[Source material Boundary: Start]
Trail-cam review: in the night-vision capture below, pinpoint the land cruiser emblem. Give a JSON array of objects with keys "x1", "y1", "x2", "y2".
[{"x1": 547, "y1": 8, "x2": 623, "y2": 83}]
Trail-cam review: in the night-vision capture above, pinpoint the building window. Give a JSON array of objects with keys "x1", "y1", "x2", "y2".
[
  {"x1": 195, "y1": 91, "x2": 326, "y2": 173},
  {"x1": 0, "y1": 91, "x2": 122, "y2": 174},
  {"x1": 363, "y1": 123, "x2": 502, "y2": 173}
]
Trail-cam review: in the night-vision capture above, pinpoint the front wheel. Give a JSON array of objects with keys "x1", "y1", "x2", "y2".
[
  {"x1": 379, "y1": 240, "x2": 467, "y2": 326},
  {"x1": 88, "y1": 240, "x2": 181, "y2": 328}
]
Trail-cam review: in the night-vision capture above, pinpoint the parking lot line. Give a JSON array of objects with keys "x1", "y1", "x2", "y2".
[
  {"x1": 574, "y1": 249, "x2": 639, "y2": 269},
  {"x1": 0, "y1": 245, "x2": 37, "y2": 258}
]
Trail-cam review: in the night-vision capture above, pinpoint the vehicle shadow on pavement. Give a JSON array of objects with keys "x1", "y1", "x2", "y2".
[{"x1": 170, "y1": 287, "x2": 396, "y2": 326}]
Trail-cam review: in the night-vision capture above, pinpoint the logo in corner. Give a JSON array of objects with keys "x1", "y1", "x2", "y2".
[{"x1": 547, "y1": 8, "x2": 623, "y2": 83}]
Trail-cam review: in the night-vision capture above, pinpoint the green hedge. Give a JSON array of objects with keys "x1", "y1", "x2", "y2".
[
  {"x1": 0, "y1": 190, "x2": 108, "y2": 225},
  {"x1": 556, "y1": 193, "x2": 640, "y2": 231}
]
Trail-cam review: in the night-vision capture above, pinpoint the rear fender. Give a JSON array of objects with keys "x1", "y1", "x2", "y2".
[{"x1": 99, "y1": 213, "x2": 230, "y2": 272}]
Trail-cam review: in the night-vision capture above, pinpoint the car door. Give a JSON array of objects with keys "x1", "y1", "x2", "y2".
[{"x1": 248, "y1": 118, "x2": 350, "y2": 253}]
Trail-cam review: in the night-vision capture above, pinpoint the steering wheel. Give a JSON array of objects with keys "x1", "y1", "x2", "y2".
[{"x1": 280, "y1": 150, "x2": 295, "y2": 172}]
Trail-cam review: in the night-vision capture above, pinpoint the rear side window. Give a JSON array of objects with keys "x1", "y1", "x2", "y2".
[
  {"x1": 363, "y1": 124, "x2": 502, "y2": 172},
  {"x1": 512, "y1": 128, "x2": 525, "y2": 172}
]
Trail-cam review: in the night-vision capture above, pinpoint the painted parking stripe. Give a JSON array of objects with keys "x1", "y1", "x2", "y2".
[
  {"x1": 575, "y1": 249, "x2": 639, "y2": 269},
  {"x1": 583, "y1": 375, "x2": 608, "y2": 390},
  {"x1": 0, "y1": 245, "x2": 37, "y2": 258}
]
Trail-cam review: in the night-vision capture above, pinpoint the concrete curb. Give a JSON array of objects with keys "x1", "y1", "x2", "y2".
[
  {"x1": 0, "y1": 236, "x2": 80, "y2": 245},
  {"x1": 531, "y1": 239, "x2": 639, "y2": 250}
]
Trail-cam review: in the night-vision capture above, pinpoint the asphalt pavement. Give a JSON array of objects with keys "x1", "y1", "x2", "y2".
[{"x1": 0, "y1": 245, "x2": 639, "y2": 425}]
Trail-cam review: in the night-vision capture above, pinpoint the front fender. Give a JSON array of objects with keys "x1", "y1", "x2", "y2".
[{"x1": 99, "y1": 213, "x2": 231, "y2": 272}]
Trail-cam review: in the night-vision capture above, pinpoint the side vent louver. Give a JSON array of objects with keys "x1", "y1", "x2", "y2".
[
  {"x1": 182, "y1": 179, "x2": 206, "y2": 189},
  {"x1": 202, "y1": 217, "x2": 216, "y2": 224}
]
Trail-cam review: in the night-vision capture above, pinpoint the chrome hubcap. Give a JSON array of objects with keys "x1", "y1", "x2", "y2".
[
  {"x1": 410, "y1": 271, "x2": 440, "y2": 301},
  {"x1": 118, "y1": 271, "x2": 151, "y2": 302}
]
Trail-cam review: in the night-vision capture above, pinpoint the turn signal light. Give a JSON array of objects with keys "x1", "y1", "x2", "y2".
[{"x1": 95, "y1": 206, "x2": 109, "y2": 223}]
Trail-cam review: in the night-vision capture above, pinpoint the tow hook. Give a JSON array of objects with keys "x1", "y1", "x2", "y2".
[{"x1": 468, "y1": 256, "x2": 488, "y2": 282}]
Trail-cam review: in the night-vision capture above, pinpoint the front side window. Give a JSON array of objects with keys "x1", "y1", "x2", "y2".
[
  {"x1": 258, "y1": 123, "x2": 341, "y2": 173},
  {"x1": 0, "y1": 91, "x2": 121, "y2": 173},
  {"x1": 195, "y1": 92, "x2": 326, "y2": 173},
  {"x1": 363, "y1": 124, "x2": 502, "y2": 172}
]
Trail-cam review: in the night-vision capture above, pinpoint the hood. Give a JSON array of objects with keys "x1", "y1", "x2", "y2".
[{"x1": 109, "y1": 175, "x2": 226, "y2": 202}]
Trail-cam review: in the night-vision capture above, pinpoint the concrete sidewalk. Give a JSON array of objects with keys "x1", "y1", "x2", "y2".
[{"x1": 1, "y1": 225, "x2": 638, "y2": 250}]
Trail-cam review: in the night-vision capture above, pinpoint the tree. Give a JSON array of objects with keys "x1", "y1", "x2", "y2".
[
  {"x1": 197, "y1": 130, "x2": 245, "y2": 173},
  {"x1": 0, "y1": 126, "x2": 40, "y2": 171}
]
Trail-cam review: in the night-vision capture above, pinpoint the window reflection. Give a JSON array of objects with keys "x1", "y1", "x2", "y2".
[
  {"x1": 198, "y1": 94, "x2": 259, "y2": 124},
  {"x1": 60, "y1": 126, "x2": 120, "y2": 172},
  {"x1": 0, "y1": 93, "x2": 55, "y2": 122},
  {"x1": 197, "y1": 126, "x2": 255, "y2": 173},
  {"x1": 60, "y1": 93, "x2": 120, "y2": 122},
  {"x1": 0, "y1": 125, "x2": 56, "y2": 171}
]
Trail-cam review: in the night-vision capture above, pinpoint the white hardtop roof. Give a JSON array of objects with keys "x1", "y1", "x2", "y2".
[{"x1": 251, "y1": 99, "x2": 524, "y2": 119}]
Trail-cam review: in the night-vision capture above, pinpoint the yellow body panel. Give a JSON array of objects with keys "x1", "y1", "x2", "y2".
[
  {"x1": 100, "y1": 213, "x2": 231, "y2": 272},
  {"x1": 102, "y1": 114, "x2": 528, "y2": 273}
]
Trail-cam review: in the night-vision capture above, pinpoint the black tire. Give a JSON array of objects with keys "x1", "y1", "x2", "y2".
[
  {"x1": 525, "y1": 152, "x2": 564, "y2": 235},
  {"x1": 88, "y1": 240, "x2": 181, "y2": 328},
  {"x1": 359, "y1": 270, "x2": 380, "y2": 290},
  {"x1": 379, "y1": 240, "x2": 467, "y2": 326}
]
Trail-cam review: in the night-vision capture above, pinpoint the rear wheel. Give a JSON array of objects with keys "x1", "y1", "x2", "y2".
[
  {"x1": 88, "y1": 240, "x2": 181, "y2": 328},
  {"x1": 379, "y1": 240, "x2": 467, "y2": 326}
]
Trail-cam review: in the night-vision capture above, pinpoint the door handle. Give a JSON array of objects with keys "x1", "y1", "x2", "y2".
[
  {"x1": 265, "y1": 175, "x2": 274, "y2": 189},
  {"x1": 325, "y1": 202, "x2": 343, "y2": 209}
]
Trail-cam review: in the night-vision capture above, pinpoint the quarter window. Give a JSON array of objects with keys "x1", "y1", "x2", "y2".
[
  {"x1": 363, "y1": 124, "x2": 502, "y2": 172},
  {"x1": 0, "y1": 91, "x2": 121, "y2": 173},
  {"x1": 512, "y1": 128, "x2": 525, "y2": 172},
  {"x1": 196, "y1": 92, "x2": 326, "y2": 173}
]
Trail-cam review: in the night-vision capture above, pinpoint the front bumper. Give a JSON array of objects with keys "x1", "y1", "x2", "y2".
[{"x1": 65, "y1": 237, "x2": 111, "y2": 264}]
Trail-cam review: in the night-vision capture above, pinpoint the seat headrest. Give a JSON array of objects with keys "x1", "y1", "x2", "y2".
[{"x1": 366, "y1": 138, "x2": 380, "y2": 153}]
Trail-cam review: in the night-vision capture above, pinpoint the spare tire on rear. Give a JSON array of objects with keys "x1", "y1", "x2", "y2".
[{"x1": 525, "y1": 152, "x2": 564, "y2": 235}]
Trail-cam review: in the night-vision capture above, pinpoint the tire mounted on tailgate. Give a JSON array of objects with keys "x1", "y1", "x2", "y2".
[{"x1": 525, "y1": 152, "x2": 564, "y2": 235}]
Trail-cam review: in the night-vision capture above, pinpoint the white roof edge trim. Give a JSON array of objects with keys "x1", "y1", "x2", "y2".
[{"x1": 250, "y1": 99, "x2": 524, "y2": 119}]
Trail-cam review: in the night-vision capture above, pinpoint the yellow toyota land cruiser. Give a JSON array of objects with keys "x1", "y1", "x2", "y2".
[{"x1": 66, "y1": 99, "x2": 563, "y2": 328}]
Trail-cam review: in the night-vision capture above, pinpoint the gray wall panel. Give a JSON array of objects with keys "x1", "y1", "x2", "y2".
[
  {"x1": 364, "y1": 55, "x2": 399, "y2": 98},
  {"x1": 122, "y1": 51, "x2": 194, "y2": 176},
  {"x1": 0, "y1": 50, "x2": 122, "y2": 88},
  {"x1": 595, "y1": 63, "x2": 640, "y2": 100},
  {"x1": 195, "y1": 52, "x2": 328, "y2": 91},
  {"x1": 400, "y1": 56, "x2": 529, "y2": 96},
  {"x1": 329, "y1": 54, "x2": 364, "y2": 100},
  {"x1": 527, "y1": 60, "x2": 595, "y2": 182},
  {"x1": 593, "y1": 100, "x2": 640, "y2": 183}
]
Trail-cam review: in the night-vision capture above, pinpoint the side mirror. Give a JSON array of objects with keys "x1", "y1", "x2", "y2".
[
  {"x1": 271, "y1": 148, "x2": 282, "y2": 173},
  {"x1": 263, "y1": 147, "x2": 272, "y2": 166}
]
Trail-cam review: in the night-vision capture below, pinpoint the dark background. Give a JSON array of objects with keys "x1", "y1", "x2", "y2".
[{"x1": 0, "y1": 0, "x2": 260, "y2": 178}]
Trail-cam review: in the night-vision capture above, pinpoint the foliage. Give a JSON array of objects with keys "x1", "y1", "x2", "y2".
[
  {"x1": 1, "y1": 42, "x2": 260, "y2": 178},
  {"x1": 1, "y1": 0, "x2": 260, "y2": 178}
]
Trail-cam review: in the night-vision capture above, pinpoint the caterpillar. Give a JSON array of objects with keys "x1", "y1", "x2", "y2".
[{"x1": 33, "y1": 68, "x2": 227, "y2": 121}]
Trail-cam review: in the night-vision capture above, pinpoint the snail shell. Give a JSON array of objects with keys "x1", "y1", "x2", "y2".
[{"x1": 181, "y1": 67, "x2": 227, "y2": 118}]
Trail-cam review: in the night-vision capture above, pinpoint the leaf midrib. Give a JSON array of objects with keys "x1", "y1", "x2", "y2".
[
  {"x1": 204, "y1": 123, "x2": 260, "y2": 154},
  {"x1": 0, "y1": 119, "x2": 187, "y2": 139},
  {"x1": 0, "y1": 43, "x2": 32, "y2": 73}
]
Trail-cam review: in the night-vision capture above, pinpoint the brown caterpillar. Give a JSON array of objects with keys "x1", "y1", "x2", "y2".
[Source material Boundary: End]
## What needs to be done
Transcribe exactly, and only, the lines that extend from the one containing "pinpoint the caterpillar." to the end of the records above, inclusive of both.

## Exercise output
Trail-cam review: in the night-vision capture above, pinpoint the caterpillar. Give a JSON array of objects with keys "x1", "y1", "x2", "y2".
[{"x1": 33, "y1": 68, "x2": 227, "y2": 121}]
Trail-cam review: in the night-vision capture above, pinpoint the snail shell. Give a JSON array of objects with keys "x1", "y1", "x2", "y2".
[{"x1": 181, "y1": 67, "x2": 227, "y2": 118}]
Trail-cam review: in the night-vision capture above, pinpoint the leaf midrib. Give a JSON array of objects with keys "x1", "y1", "x2", "y2".
[
  {"x1": 204, "y1": 123, "x2": 260, "y2": 154},
  {"x1": 0, "y1": 119, "x2": 187, "y2": 139},
  {"x1": 0, "y1": 43, "x2": 32, "y2": 73}
]
Trail-cam review: in the night-vision capture above, pinpoint the brown caterpillar. Give a JSON array of objects with keys "x1", "y1", "x2", "y2".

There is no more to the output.